(Lesetext)
Auch Merkel sprach von »erschreckenden Nachrichten« aus der Fleischindustrie. »Gerade bei der Unterbringung gibt es erhebliche Mängel.« In der Aktuellen Stunde gab es über die miesen Zustände in der Branche Einigkeit, darüber, wie sie abzustellen seien, aber nicht. Bundesarbeitsminister Heil kündigte Maßnahmen an, die deutlich über die bisherigen Regelungen hinausgingen. »Wir müssen aufräumen, und wir werden aufräumen«, sagte er im Bundestag. Dazu gehörten die Regelungen für Werkverträge ebenso wie verstärkte Kontrollen.
Gerade die Kontrollen jedoch liegen nicht im Zuständigkeitsbereich des Bundes, wie auch Merkel und ihre Kabinettskollegin Julia Klöckner (CDU) am Mittwoch betonten. Die Bundesregierung habe weitreichende Vorschriften zu Quarantäne und Hygiene am Arbeitsplatz und der Unterbringung von Saisonkräften veranlasst, sagte Klöckner. »Es gibt Regeln, die müssen unbedingt eingehalten, und die Einhaltung muss von den zuständigen Behörden kontrolliert werden.« Wer sich nicht daran halte, müsse mit Sanktionen rechnen.

(Bitte bearbeiten)
1 > Schreiben Sie aus dem Text zur Fleischindustrie alles von „Gerade die Kontrollen“ bis hinunter zu „mit Sanktionen rechnen.“ wortgetreu ab.
2 > Beantworten Sie die folgenden Fragen zum Text über die Fleischindustrie.
(a) Wie bezeichnete Merkel die Nachrichten aus der Fleischindustrie?
(b) Wo sagte Bundesarbeitsminister Heil „Wir müssen aufräumen, und wir werden aufräumen“?
(c) Welcher Partei gehört Julia Klöckner laut dem Text an?

(Gespeicherte Daten)
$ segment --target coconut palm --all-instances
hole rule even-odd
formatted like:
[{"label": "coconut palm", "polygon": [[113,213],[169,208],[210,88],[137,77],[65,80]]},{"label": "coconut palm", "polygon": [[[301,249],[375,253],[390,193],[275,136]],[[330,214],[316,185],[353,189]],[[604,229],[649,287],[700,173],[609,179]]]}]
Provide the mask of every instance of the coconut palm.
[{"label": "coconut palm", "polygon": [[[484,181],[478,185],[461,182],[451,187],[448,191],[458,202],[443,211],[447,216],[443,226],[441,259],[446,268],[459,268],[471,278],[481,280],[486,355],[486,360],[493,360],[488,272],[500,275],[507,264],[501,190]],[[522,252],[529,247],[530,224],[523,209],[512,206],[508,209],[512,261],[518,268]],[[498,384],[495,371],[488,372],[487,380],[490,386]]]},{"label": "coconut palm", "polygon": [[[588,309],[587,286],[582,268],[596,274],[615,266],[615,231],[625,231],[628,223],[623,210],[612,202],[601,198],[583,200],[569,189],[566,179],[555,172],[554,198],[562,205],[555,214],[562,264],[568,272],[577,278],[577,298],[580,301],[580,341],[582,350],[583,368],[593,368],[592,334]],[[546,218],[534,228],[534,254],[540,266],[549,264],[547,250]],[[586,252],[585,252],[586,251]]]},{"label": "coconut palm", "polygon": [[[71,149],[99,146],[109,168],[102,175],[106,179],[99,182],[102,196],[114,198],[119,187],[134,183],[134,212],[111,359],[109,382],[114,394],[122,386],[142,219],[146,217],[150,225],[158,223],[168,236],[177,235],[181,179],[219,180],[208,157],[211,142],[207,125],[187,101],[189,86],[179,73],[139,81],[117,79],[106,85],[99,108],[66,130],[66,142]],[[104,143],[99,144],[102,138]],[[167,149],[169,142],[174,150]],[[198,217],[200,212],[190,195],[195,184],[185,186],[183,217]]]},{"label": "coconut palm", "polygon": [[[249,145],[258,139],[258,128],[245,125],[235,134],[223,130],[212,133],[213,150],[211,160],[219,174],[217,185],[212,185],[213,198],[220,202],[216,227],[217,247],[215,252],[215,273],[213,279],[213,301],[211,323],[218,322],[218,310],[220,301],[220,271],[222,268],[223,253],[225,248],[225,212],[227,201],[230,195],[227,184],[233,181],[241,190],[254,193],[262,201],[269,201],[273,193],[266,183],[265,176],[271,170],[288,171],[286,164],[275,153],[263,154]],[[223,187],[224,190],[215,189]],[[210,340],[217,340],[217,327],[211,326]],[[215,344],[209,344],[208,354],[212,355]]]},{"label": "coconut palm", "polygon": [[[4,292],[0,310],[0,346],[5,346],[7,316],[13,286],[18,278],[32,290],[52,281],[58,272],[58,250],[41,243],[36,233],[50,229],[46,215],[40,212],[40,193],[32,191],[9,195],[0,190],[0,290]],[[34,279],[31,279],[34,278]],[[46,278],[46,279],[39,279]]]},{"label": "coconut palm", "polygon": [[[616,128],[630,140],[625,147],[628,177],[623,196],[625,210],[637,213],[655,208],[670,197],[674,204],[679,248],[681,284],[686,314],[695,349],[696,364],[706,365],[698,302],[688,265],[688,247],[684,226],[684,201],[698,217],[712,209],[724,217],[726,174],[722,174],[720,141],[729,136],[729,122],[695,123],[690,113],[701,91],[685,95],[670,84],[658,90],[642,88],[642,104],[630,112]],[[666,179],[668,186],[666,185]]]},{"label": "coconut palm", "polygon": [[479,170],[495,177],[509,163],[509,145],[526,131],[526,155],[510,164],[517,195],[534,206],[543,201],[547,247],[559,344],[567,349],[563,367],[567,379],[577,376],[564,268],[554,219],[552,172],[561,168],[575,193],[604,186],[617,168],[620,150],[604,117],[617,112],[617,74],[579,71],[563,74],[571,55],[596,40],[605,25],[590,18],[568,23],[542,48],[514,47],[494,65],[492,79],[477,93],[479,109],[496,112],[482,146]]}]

(Ergebnisse der Reihe)
1 >
Gerade die Kontrollen jedoch liegen nicht im Zuständigkeitsbereich des Bundes, wie auch Merkel und ihre Kabinettskollegin Julia Klöckner (CDU) am Mittwoch betonten. Die Bundesregierung habe weitreichende Vorschriften zu Quarantäne und Hygiene am Arbeitsplatz und der Unterbringung von Saisonkräften veranlasst, sagte Klöckner. »Es gibt Regeln, die müssen unbedingt eingehalten, und die Einhaltung muss von den zuständigen Behörden kontrolliert werden.« Wer sich nicht daran halte, müsse mit Sanktionen rechnen.

2 >
(a) Als »erschreckende Nachrichten«.
(b) Im Bundestag.
(c) Der CDU.